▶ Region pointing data
Content starts

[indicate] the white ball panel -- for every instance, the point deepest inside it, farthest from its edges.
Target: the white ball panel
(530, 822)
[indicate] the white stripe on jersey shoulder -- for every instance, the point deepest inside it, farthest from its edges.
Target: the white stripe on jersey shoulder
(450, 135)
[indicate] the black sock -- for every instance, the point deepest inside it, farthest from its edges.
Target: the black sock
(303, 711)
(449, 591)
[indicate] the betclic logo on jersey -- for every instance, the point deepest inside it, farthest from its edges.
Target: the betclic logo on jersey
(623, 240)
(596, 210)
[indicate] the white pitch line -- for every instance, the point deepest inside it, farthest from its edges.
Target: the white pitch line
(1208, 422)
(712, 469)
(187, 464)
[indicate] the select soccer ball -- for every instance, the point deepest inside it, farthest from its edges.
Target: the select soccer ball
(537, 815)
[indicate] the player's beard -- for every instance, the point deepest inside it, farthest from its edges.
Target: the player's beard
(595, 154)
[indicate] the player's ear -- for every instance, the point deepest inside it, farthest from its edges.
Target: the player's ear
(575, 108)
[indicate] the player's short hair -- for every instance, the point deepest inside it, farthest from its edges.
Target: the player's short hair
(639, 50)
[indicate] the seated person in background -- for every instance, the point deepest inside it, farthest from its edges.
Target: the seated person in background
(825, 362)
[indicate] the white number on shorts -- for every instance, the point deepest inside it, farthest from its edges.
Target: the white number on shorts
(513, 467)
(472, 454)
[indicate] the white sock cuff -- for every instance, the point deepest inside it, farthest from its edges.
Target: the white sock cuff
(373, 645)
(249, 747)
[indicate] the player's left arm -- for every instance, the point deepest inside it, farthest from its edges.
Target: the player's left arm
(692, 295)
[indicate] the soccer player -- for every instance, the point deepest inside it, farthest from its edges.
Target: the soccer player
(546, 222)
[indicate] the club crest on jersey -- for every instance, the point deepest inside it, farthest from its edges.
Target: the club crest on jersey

Content ends

▶ Exercise aim
Look over the entries for "club", then copy every line that includes that string.

▶ Exercise answer
[indicate] the club crest on jersey -- for every instance, the point deepest inside it, farthest from its edges.
Target: the club crest on jersey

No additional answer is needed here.